- _DIRECTION_
Update the lines below by changing every "food processor" to "blender" and leaving everything else as it is.

Labels for object points
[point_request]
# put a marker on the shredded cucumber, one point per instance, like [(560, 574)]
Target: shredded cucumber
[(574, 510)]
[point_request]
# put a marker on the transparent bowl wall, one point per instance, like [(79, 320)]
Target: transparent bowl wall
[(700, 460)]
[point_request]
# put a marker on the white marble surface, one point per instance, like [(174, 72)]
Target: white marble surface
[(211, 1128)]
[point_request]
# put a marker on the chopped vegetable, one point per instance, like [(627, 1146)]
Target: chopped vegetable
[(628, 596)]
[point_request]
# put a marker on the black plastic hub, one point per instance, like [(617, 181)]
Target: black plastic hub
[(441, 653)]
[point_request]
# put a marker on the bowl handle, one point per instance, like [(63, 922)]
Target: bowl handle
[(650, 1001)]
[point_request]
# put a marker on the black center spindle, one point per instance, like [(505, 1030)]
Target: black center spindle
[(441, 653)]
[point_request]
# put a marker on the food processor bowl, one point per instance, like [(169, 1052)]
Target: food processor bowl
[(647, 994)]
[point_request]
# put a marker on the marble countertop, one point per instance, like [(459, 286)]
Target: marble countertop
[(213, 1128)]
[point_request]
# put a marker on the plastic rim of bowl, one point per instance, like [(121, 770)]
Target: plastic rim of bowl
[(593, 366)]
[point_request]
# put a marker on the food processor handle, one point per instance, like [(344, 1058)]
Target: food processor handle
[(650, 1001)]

- _SOLUTION TO THE PROBLEM_
[point_request]
# put a marker on the shredded cucumber, one point per instance, like [(560, 574)]
Target: shredded cucumber
[(574, 510)]
[point_request]
# put a marker on the transparent bowl wall, one point per instance, like [(79, 320)]
Target: transparent bowl wall
[(700, 460)]
[point_request]
# put a marker on the white marble surface, one point per instance, like [(174, 72)]
Target: white marble surface
[(211, 1128)]
[point_request]
# put a marker on the chopped vegetable, one point per instance, like [(627, 1146)]
Target: chopped vegetable
[(628, 596)]
[point_request]
# put a marker on the black plastic hub, one point per instance, like [(617, 181)]
Target: black plastic hub
[(441, 653)]
[point_request]
# put a marker on the bowl handle, one point per instance, like [(63, 922)]
Target: bowl handle
[(650, 1001)]
[point_request]
# put a marker on the black center spindle, one point per instance, like [(505, 1030)]
Target: black center spindle
[(441, 653)]
[point_request]
# put a marker on the blender bowl, one point per instance, like [(169, 1052)]
Target: blender bowl
[(647, 994)]
[point_request]
# put a marker on the marble countertop, one point per instance, like [(459, 286)]
Target: marble countertop
[(213, 1128)]
[point_request]
# put a marker on the plastic rim of bowl, one point per instance, like [(121, 770)]
Target: plastic rim of bowl
[(593, 366)]
[point_request]
# put a marker on the blender handle, one point per instance, like [(344, 1058)]
Target: blender handle
[(650, 1001)]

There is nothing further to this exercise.